**EXERCISE TASK**
Rewrite only the lines from the first one through the line containing "[589,1037,882,1225]", swapping "green lawn" for "grassy field" and changing nothing else.

· · · · ·

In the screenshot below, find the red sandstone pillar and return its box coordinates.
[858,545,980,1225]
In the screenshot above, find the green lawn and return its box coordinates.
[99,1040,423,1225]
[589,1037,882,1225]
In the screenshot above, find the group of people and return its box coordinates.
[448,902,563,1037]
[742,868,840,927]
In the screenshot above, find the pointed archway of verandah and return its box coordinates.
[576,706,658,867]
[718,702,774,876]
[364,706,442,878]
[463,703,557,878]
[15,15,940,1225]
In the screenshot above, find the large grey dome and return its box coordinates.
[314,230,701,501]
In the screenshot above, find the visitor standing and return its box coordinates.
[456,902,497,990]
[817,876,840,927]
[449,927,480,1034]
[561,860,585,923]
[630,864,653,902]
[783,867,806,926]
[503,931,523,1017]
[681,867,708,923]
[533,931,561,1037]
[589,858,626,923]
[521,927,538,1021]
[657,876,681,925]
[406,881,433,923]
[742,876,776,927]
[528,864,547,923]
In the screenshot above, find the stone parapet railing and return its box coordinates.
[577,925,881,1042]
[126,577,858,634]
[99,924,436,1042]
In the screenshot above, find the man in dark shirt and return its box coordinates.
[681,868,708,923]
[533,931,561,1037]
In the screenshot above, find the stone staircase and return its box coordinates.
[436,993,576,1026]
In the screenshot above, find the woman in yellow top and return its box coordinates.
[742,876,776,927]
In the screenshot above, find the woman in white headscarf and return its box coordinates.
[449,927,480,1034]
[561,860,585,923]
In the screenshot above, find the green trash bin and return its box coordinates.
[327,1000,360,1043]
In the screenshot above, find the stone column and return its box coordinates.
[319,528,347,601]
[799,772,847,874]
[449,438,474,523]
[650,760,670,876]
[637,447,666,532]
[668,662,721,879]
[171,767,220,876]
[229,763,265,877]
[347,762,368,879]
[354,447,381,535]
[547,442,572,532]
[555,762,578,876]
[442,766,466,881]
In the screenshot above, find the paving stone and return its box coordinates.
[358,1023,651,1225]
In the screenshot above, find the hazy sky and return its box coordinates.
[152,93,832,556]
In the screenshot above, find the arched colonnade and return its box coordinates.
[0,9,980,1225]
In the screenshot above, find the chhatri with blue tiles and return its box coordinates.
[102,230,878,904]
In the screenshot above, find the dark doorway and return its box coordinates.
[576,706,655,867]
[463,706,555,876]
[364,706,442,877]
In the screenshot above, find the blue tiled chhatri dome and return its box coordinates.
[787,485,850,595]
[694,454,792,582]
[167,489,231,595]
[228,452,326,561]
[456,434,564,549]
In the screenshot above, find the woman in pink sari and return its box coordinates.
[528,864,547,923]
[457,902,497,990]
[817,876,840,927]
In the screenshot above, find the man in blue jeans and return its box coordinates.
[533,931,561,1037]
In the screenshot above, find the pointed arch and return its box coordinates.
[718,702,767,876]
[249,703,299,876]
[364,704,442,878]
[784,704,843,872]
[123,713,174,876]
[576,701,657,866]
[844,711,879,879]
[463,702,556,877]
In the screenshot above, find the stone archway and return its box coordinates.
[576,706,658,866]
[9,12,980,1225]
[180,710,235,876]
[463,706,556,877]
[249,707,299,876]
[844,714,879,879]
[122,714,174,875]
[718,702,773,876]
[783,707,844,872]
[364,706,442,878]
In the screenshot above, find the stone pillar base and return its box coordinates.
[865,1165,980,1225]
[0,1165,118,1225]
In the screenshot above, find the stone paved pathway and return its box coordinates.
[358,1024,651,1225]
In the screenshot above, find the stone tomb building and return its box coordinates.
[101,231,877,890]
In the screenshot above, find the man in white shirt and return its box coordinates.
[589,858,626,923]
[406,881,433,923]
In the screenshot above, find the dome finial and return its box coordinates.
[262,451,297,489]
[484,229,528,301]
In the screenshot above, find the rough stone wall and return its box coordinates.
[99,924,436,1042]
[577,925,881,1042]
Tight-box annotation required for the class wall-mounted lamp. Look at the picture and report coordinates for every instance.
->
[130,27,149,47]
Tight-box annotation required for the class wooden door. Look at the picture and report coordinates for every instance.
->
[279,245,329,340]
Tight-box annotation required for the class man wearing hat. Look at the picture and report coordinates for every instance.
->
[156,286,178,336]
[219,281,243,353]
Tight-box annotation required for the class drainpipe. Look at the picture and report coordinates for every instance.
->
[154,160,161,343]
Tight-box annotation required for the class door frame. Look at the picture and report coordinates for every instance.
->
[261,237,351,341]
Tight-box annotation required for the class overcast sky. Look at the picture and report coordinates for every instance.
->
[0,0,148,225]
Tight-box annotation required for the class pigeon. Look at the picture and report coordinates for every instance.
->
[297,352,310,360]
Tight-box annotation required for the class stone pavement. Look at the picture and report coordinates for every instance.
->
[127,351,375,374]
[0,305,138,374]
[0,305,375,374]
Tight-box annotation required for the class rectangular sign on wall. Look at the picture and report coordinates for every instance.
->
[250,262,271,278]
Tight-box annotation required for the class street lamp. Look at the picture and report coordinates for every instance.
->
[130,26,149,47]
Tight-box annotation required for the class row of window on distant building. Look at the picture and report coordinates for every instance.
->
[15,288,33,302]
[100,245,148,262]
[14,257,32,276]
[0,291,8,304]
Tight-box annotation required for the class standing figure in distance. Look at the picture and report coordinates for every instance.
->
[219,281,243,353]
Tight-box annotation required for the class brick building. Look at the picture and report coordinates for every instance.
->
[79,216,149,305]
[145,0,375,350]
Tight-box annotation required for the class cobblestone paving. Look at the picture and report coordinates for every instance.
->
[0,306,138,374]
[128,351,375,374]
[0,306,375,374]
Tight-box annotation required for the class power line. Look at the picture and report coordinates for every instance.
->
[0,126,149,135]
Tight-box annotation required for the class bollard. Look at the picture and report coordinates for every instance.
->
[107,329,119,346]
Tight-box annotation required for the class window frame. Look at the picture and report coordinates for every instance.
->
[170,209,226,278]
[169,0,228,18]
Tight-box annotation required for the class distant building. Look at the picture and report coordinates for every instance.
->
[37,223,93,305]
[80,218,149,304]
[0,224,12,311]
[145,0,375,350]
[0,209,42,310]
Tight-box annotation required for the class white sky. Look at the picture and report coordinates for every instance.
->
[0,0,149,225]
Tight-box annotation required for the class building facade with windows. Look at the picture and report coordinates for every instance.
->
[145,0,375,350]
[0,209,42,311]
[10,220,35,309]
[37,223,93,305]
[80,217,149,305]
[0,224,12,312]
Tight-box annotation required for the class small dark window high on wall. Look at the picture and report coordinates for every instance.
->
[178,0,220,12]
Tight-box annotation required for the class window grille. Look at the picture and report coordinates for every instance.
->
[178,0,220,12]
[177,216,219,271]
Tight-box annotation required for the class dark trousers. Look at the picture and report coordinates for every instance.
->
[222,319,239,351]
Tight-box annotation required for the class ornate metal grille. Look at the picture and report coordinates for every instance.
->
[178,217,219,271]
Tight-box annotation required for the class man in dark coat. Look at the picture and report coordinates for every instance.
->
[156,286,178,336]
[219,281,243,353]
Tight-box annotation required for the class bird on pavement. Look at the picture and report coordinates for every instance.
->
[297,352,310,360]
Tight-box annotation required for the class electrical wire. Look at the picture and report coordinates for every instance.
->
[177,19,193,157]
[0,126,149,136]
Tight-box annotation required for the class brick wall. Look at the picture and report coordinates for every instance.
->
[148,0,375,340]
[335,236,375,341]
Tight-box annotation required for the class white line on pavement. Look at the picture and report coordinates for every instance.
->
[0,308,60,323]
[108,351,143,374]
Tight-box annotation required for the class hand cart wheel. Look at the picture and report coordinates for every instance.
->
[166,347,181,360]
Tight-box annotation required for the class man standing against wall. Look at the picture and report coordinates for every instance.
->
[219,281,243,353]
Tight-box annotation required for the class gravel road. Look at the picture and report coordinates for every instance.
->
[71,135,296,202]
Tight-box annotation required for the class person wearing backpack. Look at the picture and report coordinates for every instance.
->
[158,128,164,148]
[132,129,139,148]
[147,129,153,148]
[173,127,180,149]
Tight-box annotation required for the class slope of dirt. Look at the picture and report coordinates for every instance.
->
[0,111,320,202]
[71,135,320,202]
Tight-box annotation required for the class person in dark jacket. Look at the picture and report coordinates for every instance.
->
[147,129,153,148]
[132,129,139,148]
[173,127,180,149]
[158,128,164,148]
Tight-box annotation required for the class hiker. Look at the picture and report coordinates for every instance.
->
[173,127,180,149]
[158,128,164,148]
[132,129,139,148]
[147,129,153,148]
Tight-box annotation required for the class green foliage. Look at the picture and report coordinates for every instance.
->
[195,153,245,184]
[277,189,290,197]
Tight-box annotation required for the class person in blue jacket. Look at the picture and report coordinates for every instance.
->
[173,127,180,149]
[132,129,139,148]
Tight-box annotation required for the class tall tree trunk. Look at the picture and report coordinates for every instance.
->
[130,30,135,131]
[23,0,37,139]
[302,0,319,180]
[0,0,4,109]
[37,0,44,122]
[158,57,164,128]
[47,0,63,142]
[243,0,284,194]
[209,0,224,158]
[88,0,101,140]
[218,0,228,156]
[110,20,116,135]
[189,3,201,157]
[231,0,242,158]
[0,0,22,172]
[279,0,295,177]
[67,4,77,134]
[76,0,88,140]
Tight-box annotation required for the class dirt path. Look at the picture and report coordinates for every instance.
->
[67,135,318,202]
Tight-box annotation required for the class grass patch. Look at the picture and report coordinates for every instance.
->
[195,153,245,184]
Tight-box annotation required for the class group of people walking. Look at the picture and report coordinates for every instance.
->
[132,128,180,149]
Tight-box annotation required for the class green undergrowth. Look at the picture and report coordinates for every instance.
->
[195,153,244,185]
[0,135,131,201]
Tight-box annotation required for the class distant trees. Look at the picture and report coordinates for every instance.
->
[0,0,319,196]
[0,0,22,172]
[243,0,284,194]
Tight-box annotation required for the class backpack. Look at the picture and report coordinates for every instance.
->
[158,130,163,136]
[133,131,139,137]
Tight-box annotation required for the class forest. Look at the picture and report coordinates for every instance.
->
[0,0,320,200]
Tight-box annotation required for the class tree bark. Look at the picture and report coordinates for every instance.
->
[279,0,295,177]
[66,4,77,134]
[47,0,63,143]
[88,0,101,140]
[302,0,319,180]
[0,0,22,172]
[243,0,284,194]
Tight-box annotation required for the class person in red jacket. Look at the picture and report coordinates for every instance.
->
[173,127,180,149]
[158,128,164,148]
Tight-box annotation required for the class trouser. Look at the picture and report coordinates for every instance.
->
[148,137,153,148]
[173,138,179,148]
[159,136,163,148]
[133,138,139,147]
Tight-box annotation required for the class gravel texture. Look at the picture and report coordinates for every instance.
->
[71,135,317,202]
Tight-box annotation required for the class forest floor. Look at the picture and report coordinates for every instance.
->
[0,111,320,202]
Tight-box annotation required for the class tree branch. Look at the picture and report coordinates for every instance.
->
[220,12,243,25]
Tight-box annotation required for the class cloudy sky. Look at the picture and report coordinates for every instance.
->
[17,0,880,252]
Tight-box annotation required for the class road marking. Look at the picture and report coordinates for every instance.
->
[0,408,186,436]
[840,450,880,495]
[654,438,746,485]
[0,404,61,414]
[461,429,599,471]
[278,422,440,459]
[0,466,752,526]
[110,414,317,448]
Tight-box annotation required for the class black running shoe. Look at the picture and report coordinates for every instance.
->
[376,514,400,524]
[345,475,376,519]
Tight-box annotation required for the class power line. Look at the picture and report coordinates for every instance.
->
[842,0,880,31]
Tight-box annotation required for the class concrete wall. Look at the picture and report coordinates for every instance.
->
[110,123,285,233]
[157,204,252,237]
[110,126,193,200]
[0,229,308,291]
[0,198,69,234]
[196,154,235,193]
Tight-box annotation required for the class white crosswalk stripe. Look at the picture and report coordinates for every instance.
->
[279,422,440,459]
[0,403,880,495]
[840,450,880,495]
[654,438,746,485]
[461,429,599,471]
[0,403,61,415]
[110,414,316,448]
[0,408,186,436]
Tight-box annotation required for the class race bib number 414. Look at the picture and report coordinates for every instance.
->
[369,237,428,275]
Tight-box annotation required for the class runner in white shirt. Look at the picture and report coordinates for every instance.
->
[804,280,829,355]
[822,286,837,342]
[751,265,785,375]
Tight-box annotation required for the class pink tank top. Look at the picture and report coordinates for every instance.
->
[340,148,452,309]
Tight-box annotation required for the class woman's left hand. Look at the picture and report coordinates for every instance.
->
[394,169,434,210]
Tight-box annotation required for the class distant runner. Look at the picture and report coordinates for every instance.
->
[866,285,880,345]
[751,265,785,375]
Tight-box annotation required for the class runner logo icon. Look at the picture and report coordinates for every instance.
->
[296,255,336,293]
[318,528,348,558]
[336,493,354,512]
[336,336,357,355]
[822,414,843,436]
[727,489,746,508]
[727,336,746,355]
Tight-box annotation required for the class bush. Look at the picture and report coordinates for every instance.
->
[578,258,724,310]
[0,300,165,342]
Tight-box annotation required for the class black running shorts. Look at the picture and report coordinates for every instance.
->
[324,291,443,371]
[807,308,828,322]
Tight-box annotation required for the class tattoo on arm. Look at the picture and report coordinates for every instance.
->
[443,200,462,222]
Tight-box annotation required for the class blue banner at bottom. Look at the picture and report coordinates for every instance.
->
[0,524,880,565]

· · · · ·

**COMPLETE ANSWER**
In the screenshot below, find the red sandstone pillar and return its box coordinates.
[858,545,980,1225]
In the screenshot above, find the grassy field and return its box coordinates.
[99,1040,423,1225]
[589,1037,882,1225]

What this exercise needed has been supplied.